====== Supplied text ======
[Setting Followup-To: news:comp.infosystems.www.misc.]
>> Any idea why this site (or, rather,
http://mbed.org/ it redirects
>> to) reports 403 Forbidden when there's User-Agent: Lynx... in the
>> HTTP request header? Also strange is that
>>
http://www.wescottdesign.com/ results in 406 Not Acceptable in such
>> a case...
> Both sites seem to dislike that Lynx has "libwww" in the User-Agent
> string. Seems to be a crude anti-robot measure.
ACK, thanks. I've suspected something like that, but stopped
short of actually trying to bisect the Lynx' User-Agent: myself.
One more site to join the league is
http://blog.blitz.io/.
What's really surprising in this case, however, that is such a
configuration doesn't prevent a /robot proper/ from accessing
these sites! Consider, e. g.:
$ wget -O /dev/full --
http://www.wescottdesign.com/ http://mbed.org/
...
Resolving
www.wescottdesign.com (
www.wescottdesign.com)... 137.118.32.70
Connecting to
www.wescottdesign.com (
www.wescottdesign.com)|137.118.32.70|:80... connected.
HTTP request sent, awaiting response...
HTTP/1.1 200 OK
Date: Wed, 27 Mar 2013 11:22:39 GMT
Server: Apache
...
Resolving
mbed.org (
mbed.org)... 217.140.101.20
Connecting to
mbed.org (
mbed.org)|217.140.101.20|:80... connected.
HTTP request sent, awaiting response...
====== Records supplied ======
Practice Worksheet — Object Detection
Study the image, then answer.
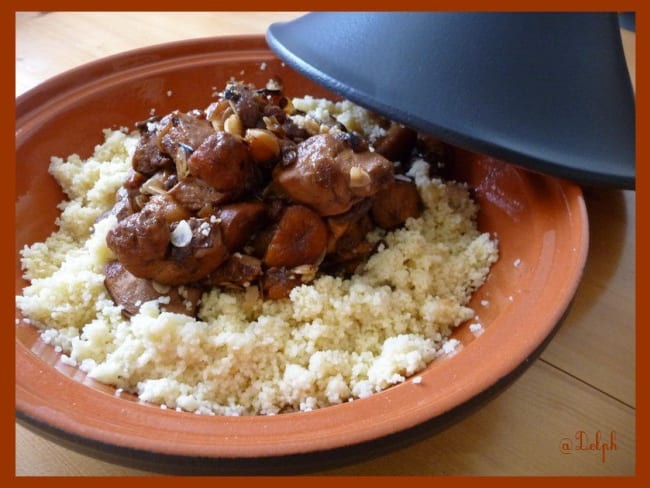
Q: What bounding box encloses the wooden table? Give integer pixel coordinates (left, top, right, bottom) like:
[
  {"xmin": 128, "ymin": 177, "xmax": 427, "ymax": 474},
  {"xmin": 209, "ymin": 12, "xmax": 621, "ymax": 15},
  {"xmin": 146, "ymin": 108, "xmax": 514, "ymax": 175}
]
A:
[{"xmin": 16, "ymin": 12, "xmax": 636, "ymax": 476}]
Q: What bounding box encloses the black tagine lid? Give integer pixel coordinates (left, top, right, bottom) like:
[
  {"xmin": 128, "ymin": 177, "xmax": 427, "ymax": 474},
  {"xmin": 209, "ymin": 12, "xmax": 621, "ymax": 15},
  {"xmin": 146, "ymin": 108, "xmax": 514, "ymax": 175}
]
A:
[{"xmin": 266, "ymin": 12, "xmax": 635, "ymax": 189}]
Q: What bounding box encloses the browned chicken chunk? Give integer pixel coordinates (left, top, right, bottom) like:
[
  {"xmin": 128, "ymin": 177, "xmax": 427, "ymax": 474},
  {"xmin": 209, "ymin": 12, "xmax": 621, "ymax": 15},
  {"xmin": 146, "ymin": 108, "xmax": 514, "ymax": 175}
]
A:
[
  {"xmin": 264, "ymin": 205, "xmax": 328, "ymax": 268},
  {"xmin": 187, "ymin": 132, "xmax": 259, "ymax": 195},
  {"xmin": 273, "ymin": 134, "xmax": 393, "ymax": 216},
  {"xmin": 217, "ymin": 202, "xmax": 267, "ymax": 252},
  {"xmin": 104, "ymin": 80, "xmax": 426, "ymax": 314},
  {"xmin": 205, "ymin": 253, "xmax": 263, "ymax": 287}
]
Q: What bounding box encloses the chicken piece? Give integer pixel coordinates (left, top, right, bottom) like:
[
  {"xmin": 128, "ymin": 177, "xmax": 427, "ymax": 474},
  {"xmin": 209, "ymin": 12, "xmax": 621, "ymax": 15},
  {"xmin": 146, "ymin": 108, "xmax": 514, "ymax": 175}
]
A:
[
  {"xmin": 374, "ymin": 123, "xmax": 418, "ymax": 162},
  {"xmin": 371, "ymin": 179, "xmax": 422, "ymax": 230},
  {"xmin": 131, "ymin": 130, "xmax": 174, "ymax": 175},
  {"xmin": 264, "ymin": 205, "xmax": 328, "ymax": 268},
  {"xmin": 273, "ymin": 134, "xmax": 393, "ymax": 216},
  {"xmin": 262, "ymin": 268, "xmax": 303, "ymax": 300},
  {"xmin": 106, "ymin": 206, "xmax": 171, "ymax": 268},
  {"xmin": 204, "ymin": 253, "xmax": 262, "ymax": 287},
  {"xmin": 217, "ymin": 202, "xmax": 267, "ymax": 252},
  {"xmin": 146, "ymin": 193, "xmax": 191, "ymax": 224},
  {"xmin": 169, "ymin": 176, "xmax": 232, "ymax": 212},
  {"xmin": 158, "ymin": 110, "xmax": 214, "ymax": 159},
  {"xmin": 104, "ymin": 261, "xmax": 202, "ymax": 317},
  {"xmin": 106, "ymin": 204, "xmax": 228, "ymax": 285},
  {"xmin": 325, "ymin": 198, "xmax": 373, "ymax": 253},
  {"xmin": 187, "ymin": 132, "xmax": 260, "ymax": 196},
  {"xmin": 162, "ymin": 217, "xmax": 229, "ymax": 285}
]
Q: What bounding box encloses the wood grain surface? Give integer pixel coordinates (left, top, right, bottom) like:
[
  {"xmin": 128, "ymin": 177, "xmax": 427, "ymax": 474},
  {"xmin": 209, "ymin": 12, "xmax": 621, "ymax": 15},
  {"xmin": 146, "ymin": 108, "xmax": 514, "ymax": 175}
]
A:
[{"xmin": 15, "ymin": 12, "xmax": 636, "ymax": 476}]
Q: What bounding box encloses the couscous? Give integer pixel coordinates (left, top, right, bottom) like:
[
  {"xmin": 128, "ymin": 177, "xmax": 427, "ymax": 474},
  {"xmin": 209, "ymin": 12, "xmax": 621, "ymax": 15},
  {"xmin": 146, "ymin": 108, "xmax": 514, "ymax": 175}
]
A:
[{"xmin": 16, "ymin": 81, "xmax": 498, "ymax": 415}]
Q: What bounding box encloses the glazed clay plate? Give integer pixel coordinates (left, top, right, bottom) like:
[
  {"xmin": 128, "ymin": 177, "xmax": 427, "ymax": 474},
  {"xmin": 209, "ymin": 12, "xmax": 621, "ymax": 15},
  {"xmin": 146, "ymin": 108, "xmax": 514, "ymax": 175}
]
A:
[{"xmin": 15, "ymin": 36, "xmax": 588, "ymax": 472}]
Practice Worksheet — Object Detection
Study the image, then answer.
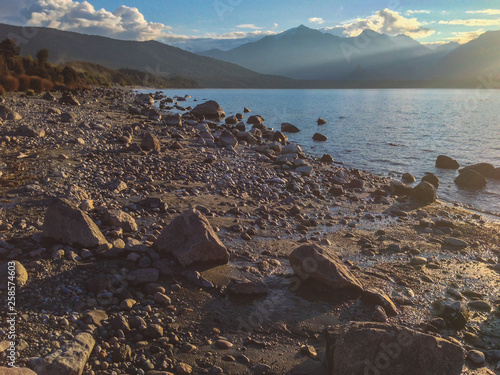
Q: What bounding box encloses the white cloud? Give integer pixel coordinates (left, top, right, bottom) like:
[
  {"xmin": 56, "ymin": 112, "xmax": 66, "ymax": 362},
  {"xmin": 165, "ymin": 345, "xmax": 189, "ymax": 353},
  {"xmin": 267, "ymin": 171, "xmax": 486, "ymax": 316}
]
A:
[
  {"xmin": 338, "ymin": 8, "xmax": 435, "ymax": 39},
  {"xmin": 439, "ymin": 18, "xmax": 500, "ymax": 26},
  {"xmin": 465, "ymin": 9, "xmax": 500, "ymax": 14},
  {"xmin": 24, "ymin": 0, "xmax": 171, "ymax": 40},
  {"xmin": 236, "ymin": 23, "xmax": 262, "ymax": 30},
  {"xmin": 308, "ymin": 17, "xmax": 325, "ymax": 25},
  {"xmin": 446, "ymin": 29, "xmax": 485, "ymax": 44}
]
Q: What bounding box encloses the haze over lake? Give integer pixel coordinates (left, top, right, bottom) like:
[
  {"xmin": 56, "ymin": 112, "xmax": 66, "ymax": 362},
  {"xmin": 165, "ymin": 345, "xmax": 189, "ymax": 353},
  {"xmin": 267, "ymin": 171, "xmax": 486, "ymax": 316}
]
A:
[{"xmin": 146, "ymin": 89, "xmax": 500, "ymax": 215}]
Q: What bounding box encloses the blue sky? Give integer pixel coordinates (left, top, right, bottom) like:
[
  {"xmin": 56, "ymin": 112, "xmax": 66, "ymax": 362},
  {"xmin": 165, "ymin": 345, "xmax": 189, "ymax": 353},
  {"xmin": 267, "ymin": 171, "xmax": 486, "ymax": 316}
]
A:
[{"xmin": 0, "ymin": 0, "xmax": 500, "ymax": 47}]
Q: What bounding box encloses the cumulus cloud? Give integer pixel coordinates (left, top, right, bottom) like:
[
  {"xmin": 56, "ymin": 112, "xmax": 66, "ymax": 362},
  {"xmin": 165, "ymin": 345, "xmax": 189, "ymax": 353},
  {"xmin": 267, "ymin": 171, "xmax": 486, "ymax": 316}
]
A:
[
  {"xmin": 236, "ymin": 23, "xmax": 262, "ymax": 30},
  {"xmin": 308, "ymin": 17, "xmax": 325, "ymax": 25},
  {"xmin": 446, "ymin": 29, "xmax": 485, "ymax": 44},
  {"xmin": 340, "ymin": 8, "xmax": 435, "ymax": 39},
  {"xmin": 23, "ymin": 0, "xmax": 170, "ymax": 41},
  {"xmin": 439, "ymin": 18, "xmax": 500, "ymax": 26},
  {"xmin": 465, "ymin": 9, "xmax": 500, "ymax": 14}
]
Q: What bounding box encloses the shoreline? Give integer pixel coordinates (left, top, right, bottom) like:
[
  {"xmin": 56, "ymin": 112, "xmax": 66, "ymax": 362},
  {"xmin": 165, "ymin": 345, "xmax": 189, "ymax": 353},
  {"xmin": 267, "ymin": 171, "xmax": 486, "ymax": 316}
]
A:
[{"xmin": 0, "ymin": 88, "xmax": 500, "ymax": 375}]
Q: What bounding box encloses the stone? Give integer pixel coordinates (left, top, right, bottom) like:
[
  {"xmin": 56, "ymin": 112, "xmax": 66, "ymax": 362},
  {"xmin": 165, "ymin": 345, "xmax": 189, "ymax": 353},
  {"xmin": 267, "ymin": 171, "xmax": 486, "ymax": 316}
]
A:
[
  {"xmin": 127, "ymin": 268, "xmax": 160, "ymax": 285},
  {"xmin": 326, "ymin": 322, "xmax": 464, "ymax": 375},
  {"xmin": 432, "ymin": 300, "xmax": 470, "ymax": 330},
  {"xmin": 141, "ymin": 132, "xmax": 161, "ymax": 152},
  {"xmin": 319, "ymin": 154, "xmax": 334, "ymax": 164},
  {"xmin": 191, "ymin": 100, "xmax": 226, "ymax": 121},
  {"xmin": 0, "ymin": 260, "xmax": 28, "ymax": 290},
  {"xmin": 361, "ymin": 288, "xmax": 398, "ymax": 316},
  {"xmin": 459, "ymin": 163, "xmax": 495, "ymax": 178},
  {"xmin": 410, "ymin": 181, "xmax": 437, "ymax": 203},
  {"xmin": 436, "ymin": 155, "xmax": 460, "ymax": 169},
  {"xmin": 444, "ymin": 237, "xmax": 469, "ymax": 248},
  {"xmin": 103, "ymin": 210, "xmax": 139, "ymax": 233},
  {"xmin": 32, "ymin": 332, "xmax": 95, "ymax": 375},
  {"xmin": 43, "ymin": 198, "xmax": 107, "ymax": 248},
  {"xmin": 154, "ymin": 209, "xmax": 229, "ymax": 267},
  {"xmin": 313, "ymin": 133, "xmax": 328, "ymax": 142},
  {"xmin": 288, "ymin": 245, "xmax": 363, "ymax": 292},
  {"xmin": 455, "ymin": 169, "xmax": 488, "ymax": 189},
  {"xmin": 219, "ymin": 130, "xmax": 238, "ymax": 147},
  {"xmin": 0, "ymin": 366, "xmax": 37, "ymax": 375},
  {"xmin": 281, "ymin": 122, "xmax": 300, "ymax": 133},
  {"xmin": 401, "ymin": 173, "xmax": 417, "ymax": 184},
  {"xmin": 422, "ymin": 173, "xmax": 439, "ymax": 189}
]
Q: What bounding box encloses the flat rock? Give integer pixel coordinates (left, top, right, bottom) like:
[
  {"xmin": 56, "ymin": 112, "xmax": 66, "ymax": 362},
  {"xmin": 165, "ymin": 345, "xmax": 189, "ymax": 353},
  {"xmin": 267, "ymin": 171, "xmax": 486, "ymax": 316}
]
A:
[
  {"xmin": 326, "ymin": 322, "xmax": 464, "ymax": 375},
  {"xmin": 33, "ymin": 332, "xmax": 95, "ymax": 375},
  {"xmin": 288, "ymin": 245, "xmax": 363, "ymax": 291},
  {"xmin": 43, "ymin": 198, "xmax": 107, "ymax": 248},
  {"xmin": 154, "ymin": 209, "xmax": 229, "ymax": 266}
]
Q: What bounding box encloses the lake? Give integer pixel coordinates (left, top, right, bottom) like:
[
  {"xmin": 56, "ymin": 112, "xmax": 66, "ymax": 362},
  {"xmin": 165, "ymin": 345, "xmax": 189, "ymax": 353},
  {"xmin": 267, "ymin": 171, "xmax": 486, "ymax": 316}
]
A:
[{"xmin": 142, "ymin": 89, "xmax": 500, "ymax": 215}]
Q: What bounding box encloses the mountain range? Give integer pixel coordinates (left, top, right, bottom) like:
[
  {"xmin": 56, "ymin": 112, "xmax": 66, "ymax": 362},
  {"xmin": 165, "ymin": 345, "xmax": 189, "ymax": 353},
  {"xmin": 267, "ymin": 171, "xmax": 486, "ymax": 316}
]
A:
[{"xmin": 0, "ymin": 24, "xmax": 500, "ymax": 88}]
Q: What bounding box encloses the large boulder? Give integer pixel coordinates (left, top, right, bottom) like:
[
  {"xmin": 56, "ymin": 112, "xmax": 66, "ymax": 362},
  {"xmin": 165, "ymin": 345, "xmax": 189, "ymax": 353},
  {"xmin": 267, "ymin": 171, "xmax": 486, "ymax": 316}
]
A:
[
  {"xmin": 436, "ymin": 155, "xmax": 460, "ymax": 169},
  {"xmin": 281, "ymin": 122, "xmax": 300, "ymax": 133},
  {"xmin": 411, "ymin": 181, "xmax": 437, "ymax": 203},
  {"xmin": 0, "ymin": 260, "xmax": 28, "ymax": 290},
  {"xmin": 326, "ymin": 322, "xmax": 464, "ymax": 375},
  {"xmin": 43, "ymin": 198, "xmax": 107, "ymax": 248},
  {"xmin": 154, "ymin": 209, "xmax": 229, "ymax": 266},
  {"xmin": 31, "ymin": 332, "xmax": 95, "ymax": 375},
  {"xmin": 288, "ymin": 245, "xmax": 363, "ymax": 292},
  {"xmin": 455, "ymin": 169, "xmax": 488, "ymax": 189},
  {"xmin": 191, "ymin": 100, "xmax": 226, "ymax": 121}
]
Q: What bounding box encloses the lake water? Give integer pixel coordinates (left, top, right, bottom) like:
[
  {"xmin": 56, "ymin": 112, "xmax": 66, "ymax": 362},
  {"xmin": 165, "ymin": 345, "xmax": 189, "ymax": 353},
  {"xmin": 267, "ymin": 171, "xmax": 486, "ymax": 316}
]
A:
[{"xmin": 139, "ymin": 89, "xmax": 500, "ymax": 215}]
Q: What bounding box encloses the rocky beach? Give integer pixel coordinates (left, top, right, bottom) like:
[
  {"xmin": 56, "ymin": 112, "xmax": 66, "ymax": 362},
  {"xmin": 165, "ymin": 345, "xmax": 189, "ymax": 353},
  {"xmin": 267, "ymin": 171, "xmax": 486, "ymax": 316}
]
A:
[{"xmin": 0, "ymin": 88, "xmax": 500, "ymax": 375}]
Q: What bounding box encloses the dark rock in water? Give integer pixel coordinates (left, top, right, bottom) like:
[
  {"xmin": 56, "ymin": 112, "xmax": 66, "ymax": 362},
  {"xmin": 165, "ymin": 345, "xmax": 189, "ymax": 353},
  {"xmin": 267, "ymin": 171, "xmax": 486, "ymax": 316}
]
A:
[
  {"xmin": 455, "ymin": 169, "xmax": 488, "ymax": 189},
  {"xmin": 32, "ymin": 332, "xmax": 95, "ymax": 375},
  {"xmin": 313, "ymin": 133, "xmax": 328, "ymax": 142},
  {"xmin": 432, "ymin": 300, "xmax": 470, "ymax": 330},
  {"xmin": 401, "ymin": 173, "xmax": 417, "ymax": 184},
  {"xmin": 281, "ymin": 122, "xmax": 300, "ymax": 133},
  {"xmin": 141, "ymin": 132, "xmax": 161, "ymax": 151},
  {"xmin": 288, "ymin": 245, "xmax": 363, "ymax": 292},
  {"xmin": 326, "ymin": 322, "xmax": 464, "ymax": 375},
  {"xmin": 320, "ymin": 154, "xmax": 334, "ymax": 164},
  {"xmin": 43, "ymin": 198, "xmax": 107, "ymax": 248},
  {"xmin": 154, "ymin": 209, "xmax": 229, "ymax": 266},
  {"xmin": 422, "ymin": 173, "xmax": 439, "ymax": 189},
  {"xmin": 247, "ymin": 115, "xmax": 264, "ymax": 124},
  {"xmin": 436, "ymin": 155, "xmax": 460, "ymax": 169},
  {"xmin": 390, "ymin": 181, "xmax": 412, "ymax": 195},
  {"xmin": 411, "ymin": 181, "xmax": 437, "ymax": 203},
  {"xmin": 191, "ymin": 100, "xmax": 226, "ymax": 121},
  {"xmin": 59, "ymin": 92, "xmax": 80, "ymax": 106},
  {"xmin": 459, "ymin": 163, "xmax": 495, "ymax": 178}
]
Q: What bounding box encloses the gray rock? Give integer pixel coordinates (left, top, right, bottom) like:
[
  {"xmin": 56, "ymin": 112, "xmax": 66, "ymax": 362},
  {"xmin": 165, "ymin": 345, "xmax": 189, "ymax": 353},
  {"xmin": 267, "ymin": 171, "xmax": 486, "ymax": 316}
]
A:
[
  {"xmin": 43, "ymin": 198, "xmax": 107, "ymax": 248},
  {"xmin": 0, "ymin": 260, "xmax": 28, "ymax": 290},
  {"xmin": 154, "ymin": 209, "xmax": 229, "ymax": 266},
  {"xmin": 33, "ymin": 332, "xmax": 95, "ymax": 375},
  {"xmin": 326, "ymin": 322, "xmax": 464, "ymax": 375},
  {"xmin": 288, "ymin": 245, "xmax": 363, "ymax": 291}
]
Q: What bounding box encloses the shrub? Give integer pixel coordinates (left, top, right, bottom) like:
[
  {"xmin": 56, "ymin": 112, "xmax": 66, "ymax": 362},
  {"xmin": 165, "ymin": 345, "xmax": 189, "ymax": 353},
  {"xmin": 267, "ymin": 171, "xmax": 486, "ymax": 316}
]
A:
[
  {"xmin": 42, "ymin": 79, "xmax": 54, "ymax": 91},
  {"xmin": 2, "ymin": 76, "xmax": 19, "ymax": 92},
  {"xmin": 17, "ymin": 74, "xmax": 31, "ymax": 91},
  {"xmin": 30, "ymin": 76, "xmax": 43, "ymax": 93}
]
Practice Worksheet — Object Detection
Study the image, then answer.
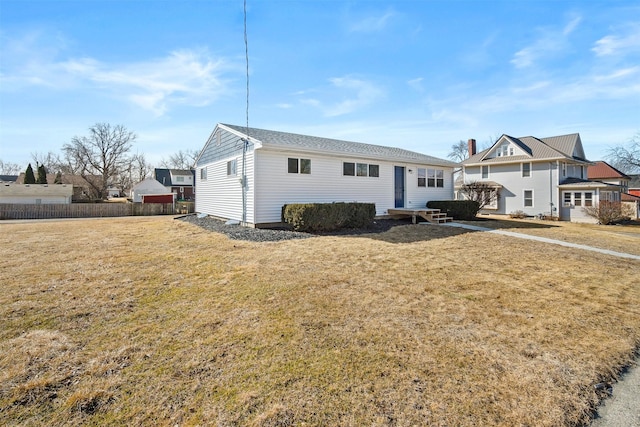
======
What you need to do ->
[A] In the post about sites blocking Lynx, what part of the Lynx User-Agent string do both sites seem to dislike?
[B] Pick up the post about sites blocking Lynx from the point where it ends.

Results in order ->
[A] The "libwww" in the string.

[B]
HTTP/1.1 200 OK
Server: nginx/1.1.19
Date: Wed, 27 Mar 2013 11:22:40 GMT
...
$
OTOH, I've indeed seen many sites which deny access to Wget
specifically, and not for Lynx. For instance:
http://arxiv.org/
http://www.datasheetcatalog.org/
http://www.gutenberg.org/
Another strange "crawling prevention" measure is to check
Referer:, which is done by, e. g.:
http://www.classicdosgames.com/
http://www.download-central.ws/
Which is easy to overcome by giving the --header='Referer: ...'
option to Wget.
(Although I'm unsure as to was it the intended behavior for
download-central.ws, or just some kind of misconfiguration.)
> I could duplicate the problem with
> lynx -useragent='libwww'
FWIW, $ wget -U libwww gives the same result.
> But not with either of:
> lynx -useragent='libww'
> lynx -useragent='ibwww'
PS. I think I may want to create a list of such "doing silly things"
Web sites...